▸ THE EXERCISE: Output the records verbatim, from their first line through the line containing "xmin=601 ymin=589 xmax=642 ymax=644", with both of those lines included.
*****
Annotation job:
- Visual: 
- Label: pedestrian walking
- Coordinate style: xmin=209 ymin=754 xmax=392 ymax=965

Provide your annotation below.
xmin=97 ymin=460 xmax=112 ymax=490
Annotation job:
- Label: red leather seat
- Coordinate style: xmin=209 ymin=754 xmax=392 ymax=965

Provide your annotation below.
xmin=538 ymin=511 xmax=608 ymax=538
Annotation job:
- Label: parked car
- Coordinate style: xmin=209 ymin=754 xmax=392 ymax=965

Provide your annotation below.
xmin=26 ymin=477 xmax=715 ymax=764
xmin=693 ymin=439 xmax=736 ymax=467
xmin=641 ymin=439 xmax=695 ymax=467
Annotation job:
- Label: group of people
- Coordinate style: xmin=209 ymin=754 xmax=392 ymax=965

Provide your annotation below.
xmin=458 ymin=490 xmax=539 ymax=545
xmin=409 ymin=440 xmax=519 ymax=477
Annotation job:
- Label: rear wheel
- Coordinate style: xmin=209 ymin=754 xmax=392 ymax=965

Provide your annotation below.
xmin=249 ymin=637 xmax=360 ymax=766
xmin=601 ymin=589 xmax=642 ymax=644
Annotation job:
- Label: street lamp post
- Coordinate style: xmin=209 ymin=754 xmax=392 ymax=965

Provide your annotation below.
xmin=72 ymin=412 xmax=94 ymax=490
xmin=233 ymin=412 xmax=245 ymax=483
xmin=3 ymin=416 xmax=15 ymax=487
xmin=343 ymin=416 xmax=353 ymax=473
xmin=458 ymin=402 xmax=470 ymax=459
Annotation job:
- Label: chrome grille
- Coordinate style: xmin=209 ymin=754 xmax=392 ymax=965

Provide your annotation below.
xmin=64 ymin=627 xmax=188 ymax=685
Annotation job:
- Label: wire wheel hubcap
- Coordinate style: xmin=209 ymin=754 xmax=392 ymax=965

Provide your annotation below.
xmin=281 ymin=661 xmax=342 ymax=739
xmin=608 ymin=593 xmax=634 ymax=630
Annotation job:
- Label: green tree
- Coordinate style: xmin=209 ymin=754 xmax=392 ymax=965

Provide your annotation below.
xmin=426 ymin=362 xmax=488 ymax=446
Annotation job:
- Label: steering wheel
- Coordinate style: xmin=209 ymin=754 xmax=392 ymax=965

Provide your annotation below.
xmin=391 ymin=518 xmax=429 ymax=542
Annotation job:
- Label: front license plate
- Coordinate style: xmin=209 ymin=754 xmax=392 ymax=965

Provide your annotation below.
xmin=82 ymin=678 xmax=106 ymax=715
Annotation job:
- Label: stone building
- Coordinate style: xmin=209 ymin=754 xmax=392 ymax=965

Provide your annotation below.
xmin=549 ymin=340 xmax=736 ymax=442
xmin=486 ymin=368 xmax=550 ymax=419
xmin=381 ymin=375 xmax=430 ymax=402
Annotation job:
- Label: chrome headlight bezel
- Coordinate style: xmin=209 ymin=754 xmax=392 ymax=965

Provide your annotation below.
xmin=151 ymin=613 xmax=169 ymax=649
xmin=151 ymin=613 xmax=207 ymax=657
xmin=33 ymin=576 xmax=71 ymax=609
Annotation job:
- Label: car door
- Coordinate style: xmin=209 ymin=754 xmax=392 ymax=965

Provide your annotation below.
*****
▸ FINISHED TASK:
Annotation job:
- Visual: 
- Label: pedestrian walking
- Coordinate style: xmin=209 ymin=754 xmax=392 ymax=965

Provide your annotation below.
xmin=97 ymin=460 xmax=112 ymax=490
Annotation job:
- Label: red leather seat
- Coordinate style: xmin=209 ymin=754 xmax=392 ymax=965

Provide your annotation below.
xmin=538 ymin=511 xmax=608 ymax=538
Annotation job:
- Label: parked car
- Coordinate style: xmin=209 ymin=754 xmax=392 ymax=965

Provide your annotation below.
xmin=26 ymin=477 xmax=715 ymax=764
xmin=693 ymin=439 xmax=736 ymax=467
xmin=641 ymin=439 xmax=695 ymax=467
Annotation job:
- Label: group of people
- Coordinate style: xmin=209 ymin=754 xmax=392 ymax=965

Provide your annotation below.
xmin=458 ymin=490 xmax=539 ymax=545
xmin=409 ymin=440 xmax=519 ymax=477
Annotation job:
- Label: rear wheel
- Coordinate style: xmin=209 ymin=754 xmax=392 ymax=965

Provide your annotation below.
xmin=249 ymin=637 xmax=360 ymax=766
xmin=601 ymin=589 xmax=642 ymax=644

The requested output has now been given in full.